** AIM OF THE EXERCISE **
The data below must be copied in full and without any change.

===== INPUT RECORDS =====

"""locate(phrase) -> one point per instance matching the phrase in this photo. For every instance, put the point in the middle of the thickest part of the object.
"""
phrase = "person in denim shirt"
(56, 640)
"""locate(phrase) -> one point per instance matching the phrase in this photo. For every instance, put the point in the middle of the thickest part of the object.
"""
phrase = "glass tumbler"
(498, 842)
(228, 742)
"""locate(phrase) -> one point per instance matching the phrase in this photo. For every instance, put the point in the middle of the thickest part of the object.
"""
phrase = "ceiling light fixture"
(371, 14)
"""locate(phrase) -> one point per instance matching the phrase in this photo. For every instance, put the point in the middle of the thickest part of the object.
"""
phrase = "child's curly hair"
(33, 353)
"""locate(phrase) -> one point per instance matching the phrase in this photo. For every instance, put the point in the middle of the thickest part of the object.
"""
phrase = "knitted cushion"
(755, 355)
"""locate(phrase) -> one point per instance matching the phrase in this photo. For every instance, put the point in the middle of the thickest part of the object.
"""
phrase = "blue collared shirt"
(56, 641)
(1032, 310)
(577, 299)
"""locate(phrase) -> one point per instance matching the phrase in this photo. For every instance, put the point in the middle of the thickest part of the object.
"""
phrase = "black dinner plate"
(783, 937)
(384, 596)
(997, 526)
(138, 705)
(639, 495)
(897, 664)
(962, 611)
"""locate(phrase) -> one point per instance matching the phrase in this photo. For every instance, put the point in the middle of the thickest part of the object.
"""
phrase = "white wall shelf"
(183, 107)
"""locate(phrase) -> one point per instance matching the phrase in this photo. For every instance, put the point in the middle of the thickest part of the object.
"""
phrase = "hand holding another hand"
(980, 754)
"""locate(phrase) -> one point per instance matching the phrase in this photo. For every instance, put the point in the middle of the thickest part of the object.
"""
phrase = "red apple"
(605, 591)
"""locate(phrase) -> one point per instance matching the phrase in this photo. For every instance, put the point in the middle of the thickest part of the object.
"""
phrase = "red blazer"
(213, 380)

=====

** FINISHED TASK **
"""locate(phrase) -> one point per instance matching the phrase in this photo. For every instance, put the point in the middle of the thickest part of the object.
"""
phrase = "person in denim shirt"
(56, 640)
"""locate(phrase) -> one point per instance matching the phrase in this photo. For every instance, put the point in the middle of the thickest part of the object.
"""
phrase = "glass tumbler"
(498, 842)
(228, 742)
"""locate(phrase) -> one point per instance matching the phrase in this photo. For every instance, put the point in the middle of the thickest part of the object.
"""
phrase = "ceiling light fixture"
(371, 14)
"""locate(phrase) -> one point per instance matching the phrase in this photo. For every instance, put the point in the middle of the thickest part of the object.
"""
phrase = "child's curly hair"
(33, 353)
"""locate(phrase) -> one point per instance matching the phrase in this photo. For every instance, put the point in the middle of the thickest part of the object.
"""
phrase = "knitted cushion"
(755, 355)
"""locate(phrase) -> one point per instance matching the phrase in this photo. For every instance, put the point in the middle of the thickest part of the object.
"""
phrase = "blue collared shirt"
(56, 641)
(1032, 310)
(577, 299)
"""locate(phrase) -> one point per instance matching the phrase in this photo. For every instance, put the point in the middle of the thickest part of the object.
"""
phrase = "black dinner plate"
(783, 937)
(384, 596)
(997, 526)
(138, 705)
(639, 495)
(897, 664)
(962, 611)
"""locate(phrase) -> one point per instance matching the phrase in this photo. For every instance, put the point in the middle of the thickest part of the object.
"""
phrase = "white wall shelf"
(183, 107)
"""locate(phrase) -> one point per instance matching the phrase in this photo. For every instance, put the point in the middle of the thickest part of the object.
"""
phrase = "hand holding another hand"
(980, 754)
"""locate(phrase) -> one point per instance matching the phrase in this photo. For every instance, put the point in the middle of the thickest part of the object.
"""
phrase = "red apple"
(605, 591)
"""locate(phrase) -> one point per instance matching the phrase in this photo. For every instance, put the point in the middle of the thickest part of the object.
"""
phrase = "red blazer"
(213, 380)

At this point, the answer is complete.